-- Task goal --
Locate each line of the data below that contains the string "cloud" and copy those lines out. Treat the match as case-sensitive.

-- Data for the task --
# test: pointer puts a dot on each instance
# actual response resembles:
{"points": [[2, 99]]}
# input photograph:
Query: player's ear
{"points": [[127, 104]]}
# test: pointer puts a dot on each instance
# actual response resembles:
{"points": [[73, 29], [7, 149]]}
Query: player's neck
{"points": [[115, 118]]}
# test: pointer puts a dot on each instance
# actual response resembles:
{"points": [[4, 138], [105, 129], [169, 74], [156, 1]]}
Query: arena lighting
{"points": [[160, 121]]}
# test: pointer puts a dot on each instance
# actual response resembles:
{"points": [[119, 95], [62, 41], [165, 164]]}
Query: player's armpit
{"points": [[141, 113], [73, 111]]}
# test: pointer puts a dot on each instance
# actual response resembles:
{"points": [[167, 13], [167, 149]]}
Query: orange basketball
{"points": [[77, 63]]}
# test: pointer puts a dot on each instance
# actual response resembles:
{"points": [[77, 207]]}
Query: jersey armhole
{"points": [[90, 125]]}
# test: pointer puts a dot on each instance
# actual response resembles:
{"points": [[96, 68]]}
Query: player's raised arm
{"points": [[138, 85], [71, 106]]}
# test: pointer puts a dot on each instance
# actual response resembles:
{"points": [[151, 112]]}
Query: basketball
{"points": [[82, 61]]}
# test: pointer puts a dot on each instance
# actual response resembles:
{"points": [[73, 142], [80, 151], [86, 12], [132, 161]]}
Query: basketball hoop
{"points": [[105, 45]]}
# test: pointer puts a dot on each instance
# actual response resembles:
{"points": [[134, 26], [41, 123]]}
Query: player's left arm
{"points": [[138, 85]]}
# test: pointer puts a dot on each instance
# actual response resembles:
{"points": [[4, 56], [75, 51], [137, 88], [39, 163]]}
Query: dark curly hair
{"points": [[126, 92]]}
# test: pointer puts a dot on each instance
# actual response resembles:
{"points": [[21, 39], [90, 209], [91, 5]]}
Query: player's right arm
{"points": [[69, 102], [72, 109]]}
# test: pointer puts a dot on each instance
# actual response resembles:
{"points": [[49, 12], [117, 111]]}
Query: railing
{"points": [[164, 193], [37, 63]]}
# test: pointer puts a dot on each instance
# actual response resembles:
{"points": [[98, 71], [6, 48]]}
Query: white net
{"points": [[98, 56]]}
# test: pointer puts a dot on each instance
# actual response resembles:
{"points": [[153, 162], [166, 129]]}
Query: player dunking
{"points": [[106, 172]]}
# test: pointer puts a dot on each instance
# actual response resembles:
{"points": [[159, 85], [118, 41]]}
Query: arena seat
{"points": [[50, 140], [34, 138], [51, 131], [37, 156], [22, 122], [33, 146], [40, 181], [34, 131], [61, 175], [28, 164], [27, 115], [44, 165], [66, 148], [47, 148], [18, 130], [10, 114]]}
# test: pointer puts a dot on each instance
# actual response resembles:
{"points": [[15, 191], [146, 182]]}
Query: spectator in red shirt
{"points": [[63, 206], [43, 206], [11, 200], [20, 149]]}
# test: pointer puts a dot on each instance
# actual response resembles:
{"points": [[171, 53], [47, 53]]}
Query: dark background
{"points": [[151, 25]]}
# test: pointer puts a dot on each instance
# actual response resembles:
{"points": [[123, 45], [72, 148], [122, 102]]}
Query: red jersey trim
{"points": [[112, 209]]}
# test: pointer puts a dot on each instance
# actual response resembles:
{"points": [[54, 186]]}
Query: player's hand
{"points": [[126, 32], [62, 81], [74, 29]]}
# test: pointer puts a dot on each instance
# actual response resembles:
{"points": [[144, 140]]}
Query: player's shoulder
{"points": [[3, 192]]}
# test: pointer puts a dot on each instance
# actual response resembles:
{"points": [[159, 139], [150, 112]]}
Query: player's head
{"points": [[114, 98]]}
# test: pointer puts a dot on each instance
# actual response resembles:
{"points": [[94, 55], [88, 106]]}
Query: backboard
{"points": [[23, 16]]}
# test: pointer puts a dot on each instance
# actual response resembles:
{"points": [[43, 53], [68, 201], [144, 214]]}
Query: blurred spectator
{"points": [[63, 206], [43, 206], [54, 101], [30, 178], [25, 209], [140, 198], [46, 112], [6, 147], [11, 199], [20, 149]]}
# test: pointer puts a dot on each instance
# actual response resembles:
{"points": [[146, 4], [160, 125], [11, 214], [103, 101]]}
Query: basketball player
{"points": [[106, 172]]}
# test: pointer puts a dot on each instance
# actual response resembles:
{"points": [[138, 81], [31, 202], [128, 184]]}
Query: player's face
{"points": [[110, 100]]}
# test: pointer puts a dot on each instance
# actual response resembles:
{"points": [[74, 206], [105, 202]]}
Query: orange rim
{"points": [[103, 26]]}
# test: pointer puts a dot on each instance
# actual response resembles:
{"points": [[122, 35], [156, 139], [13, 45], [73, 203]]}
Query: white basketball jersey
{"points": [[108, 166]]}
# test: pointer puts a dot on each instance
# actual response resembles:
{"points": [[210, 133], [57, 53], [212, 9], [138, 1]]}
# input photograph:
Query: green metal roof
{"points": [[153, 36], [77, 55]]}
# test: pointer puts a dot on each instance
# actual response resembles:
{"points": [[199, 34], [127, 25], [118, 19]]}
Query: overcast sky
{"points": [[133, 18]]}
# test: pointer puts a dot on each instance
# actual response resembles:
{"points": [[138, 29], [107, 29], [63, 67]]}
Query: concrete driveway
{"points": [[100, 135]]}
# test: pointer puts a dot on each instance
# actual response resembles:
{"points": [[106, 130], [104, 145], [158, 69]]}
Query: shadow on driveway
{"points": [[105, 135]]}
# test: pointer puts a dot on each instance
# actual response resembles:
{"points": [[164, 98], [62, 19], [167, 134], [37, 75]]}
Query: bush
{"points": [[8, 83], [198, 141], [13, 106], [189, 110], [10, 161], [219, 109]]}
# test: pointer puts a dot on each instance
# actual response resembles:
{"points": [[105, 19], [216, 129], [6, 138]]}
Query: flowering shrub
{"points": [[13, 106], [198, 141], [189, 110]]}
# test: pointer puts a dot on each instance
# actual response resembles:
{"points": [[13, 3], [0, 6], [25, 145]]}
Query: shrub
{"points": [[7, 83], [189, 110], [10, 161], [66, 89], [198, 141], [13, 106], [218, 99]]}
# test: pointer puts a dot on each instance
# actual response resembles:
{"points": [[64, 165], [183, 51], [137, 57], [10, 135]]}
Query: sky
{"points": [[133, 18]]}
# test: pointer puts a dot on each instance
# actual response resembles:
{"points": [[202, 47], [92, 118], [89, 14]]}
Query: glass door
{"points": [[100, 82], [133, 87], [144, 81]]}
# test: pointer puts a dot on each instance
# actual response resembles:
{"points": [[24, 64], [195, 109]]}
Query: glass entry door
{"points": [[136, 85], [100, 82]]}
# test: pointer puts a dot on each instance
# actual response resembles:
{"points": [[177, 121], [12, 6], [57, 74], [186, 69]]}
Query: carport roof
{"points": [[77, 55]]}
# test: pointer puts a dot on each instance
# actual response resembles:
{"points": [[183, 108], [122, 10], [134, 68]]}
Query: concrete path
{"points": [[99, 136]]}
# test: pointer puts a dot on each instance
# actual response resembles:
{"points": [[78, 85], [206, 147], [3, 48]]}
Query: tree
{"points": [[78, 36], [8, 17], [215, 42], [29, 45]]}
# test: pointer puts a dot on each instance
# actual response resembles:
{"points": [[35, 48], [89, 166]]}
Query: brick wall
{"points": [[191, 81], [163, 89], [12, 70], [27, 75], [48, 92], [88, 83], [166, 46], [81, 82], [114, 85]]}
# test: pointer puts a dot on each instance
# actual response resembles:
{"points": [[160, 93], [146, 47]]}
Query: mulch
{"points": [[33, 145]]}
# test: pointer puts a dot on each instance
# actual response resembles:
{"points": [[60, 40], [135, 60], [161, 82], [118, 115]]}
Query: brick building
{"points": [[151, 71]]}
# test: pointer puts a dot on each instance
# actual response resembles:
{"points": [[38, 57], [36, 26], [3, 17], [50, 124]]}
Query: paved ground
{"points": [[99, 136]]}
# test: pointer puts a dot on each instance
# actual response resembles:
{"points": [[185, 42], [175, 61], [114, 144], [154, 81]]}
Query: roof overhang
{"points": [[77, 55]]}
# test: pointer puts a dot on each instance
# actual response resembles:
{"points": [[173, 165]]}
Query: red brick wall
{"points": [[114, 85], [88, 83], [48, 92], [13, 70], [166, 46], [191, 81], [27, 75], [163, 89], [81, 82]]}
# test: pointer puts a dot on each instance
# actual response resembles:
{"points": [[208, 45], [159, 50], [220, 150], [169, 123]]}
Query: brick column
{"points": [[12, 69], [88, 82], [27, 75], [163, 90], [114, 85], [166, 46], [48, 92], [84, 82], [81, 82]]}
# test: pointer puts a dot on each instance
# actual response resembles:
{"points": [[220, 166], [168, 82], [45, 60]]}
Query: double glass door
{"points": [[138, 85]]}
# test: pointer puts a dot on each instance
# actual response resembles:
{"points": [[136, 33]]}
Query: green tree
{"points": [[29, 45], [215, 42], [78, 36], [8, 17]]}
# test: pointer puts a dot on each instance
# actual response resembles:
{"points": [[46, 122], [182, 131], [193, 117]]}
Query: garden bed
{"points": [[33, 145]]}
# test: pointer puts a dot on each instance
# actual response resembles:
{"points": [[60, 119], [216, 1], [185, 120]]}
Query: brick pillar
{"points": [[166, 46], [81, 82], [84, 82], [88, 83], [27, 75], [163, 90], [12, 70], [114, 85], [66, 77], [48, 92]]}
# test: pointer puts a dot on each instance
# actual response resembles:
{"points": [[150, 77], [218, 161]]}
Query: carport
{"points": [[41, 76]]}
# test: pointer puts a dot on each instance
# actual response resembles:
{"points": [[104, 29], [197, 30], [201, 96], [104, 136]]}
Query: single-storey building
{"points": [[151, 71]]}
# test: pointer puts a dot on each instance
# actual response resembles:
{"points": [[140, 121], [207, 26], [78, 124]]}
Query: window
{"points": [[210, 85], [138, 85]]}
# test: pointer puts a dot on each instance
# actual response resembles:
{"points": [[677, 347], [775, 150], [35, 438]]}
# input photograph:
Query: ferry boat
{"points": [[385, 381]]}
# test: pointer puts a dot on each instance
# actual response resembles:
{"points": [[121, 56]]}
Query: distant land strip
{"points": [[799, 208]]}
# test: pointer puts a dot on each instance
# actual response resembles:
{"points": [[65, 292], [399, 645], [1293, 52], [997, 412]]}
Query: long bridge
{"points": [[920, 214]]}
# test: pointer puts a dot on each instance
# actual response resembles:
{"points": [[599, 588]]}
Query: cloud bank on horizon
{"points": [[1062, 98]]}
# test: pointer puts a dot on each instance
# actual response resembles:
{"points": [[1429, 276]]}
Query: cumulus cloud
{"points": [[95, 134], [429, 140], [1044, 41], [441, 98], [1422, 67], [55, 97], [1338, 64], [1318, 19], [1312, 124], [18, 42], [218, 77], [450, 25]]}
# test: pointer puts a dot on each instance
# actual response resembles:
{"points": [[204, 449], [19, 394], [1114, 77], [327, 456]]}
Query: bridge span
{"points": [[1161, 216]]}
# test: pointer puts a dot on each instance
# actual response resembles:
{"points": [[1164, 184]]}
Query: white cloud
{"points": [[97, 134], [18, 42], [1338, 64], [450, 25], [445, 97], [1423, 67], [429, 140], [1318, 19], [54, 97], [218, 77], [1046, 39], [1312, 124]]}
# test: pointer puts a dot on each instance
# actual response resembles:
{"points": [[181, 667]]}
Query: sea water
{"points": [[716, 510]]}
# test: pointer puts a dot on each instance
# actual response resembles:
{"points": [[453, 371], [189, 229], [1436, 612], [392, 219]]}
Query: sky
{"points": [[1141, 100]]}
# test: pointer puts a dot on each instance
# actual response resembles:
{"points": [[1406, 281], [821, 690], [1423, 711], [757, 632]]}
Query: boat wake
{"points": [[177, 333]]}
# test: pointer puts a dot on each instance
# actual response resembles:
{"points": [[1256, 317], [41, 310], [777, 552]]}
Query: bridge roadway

-- Solution to this exercise --
Query: cloud bank on horizon
Query: cumulus cloud
Query: white cloud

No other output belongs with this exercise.